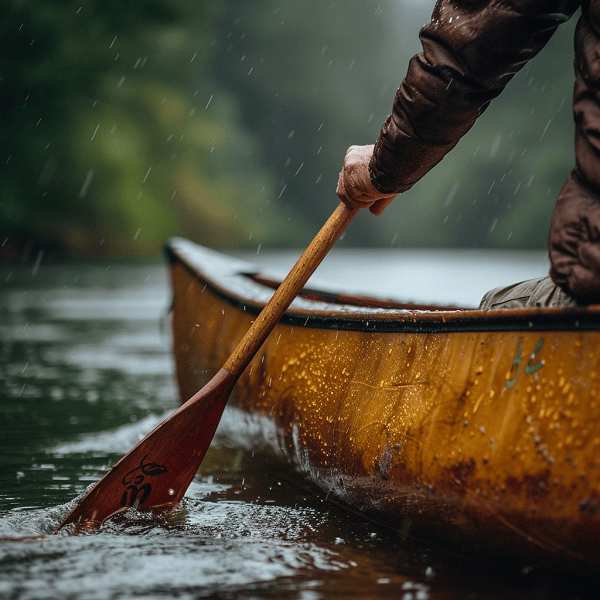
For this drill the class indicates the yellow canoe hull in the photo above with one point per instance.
(477, 428)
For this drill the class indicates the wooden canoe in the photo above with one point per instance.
(481, 429)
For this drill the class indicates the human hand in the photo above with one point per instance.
(355, 188)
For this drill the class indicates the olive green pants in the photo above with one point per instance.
(533, 293)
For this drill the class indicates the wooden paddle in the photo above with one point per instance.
(156, 473)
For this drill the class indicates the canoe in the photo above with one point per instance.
(478, 429)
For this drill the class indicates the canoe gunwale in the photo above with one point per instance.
(325, 310)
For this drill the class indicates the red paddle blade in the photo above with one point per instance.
(156, 473)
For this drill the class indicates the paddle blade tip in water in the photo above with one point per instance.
(156, 473)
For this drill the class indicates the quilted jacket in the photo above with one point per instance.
(471, 50)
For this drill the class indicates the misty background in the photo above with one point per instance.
(125, 123)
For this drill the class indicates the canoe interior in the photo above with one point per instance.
(478, 428)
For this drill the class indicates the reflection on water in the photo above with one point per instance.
(85, 372)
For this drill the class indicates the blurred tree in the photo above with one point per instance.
(228, 121)
(110, 140)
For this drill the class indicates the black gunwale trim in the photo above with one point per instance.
(417, 321)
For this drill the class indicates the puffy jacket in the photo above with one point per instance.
(471, 50)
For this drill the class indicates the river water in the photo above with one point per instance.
(86, 371)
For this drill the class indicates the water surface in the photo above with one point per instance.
(86, 371)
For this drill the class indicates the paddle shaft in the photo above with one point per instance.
(156, 473)
(288, 289)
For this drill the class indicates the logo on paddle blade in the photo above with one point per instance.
(137, 490)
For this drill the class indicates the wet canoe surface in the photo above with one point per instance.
(477, 429)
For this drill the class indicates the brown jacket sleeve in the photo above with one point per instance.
(574, 238)
(471, 50)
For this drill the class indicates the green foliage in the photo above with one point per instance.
(126, 123)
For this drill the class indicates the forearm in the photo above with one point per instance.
(471, 50)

Requirement: A word-for-word transcription of the entries above, free of images, is what is wanted.

Exercise result:
For this drill the class indicates the yellow canoe hull in the photo above with one point per instance.
(477, 428)
For this drill the class indicates the wooden canoe in the photo above with one point per instance.
(481, 429)
For this drill the class indicates the human hand in the photo above with one point per instance.
(355, 188)
For this drill the class indicates the olive green pants in the photo above with one point per instance.
(533, 293)
For this drill the class indicates the wooden paddle in the photo above with one point per instance.
(156, 473)
For this drill the class indicates the canoe in the photo above with one point per instance.
(478, 429)
For this drill the class indicates the canoe gunwale in the photo above with one point per instance.
(325, 310)
For this drill the class indicates the red paddle blade in the photo above with one point per instance.
(156, 473)
For this drill the class indicates the paddle blade tip in water in the photo above with one point per instance.
(156, 473)
For this drill the class indicates the quilted jacket in the photo above with one point per instance.
(471, 50)
For this drill the class indicates the misty background in the photo above with one point per instance.
(125, 123)
For this drill the class indicates the canoe interior in the photo above with one point per instance.
(478, 428)
For this drill the class indicates the reflection on water in the photo above with one point per instance.
(85, 372)
For this drill the class indicates the blurred tree in the photo above with one point per instance.
(228, 121)
(110, 140)
For this drill the class indicates the black gunwale trim in the photo above with one point per instance.
(417, 321)
For this drill the class indicates the puffy jacket in the photo above with one point per instance.
(471, 50)
For this drill the class indicates the river water in the photo above with one point per instance.
(86, 371)
For this drill the class indicates the water surface in the photo above with one point per instance.
(86, 371)
For this drill the class indicates the paddle shaft in the photo above with one point per instance.
(156, 473)
(288, 289)
For this drill the class indicates the logo on paddle blade in the photo above with one point per instance.
(137, 490)
For this drill the class indicates the wet canoe surface in the photo above with one point per instance.
(477, 429)
For this drill the class indicates the brown jacket sleeve in the photo above with one point per instance.
(574, 238)
(471, 50)
For this drill the class indicates the green foliage in the photo above with one point per instance.
(126, 123)
For this drill the class indicates the forearm in the photo above with one point per instance.
(471, 50)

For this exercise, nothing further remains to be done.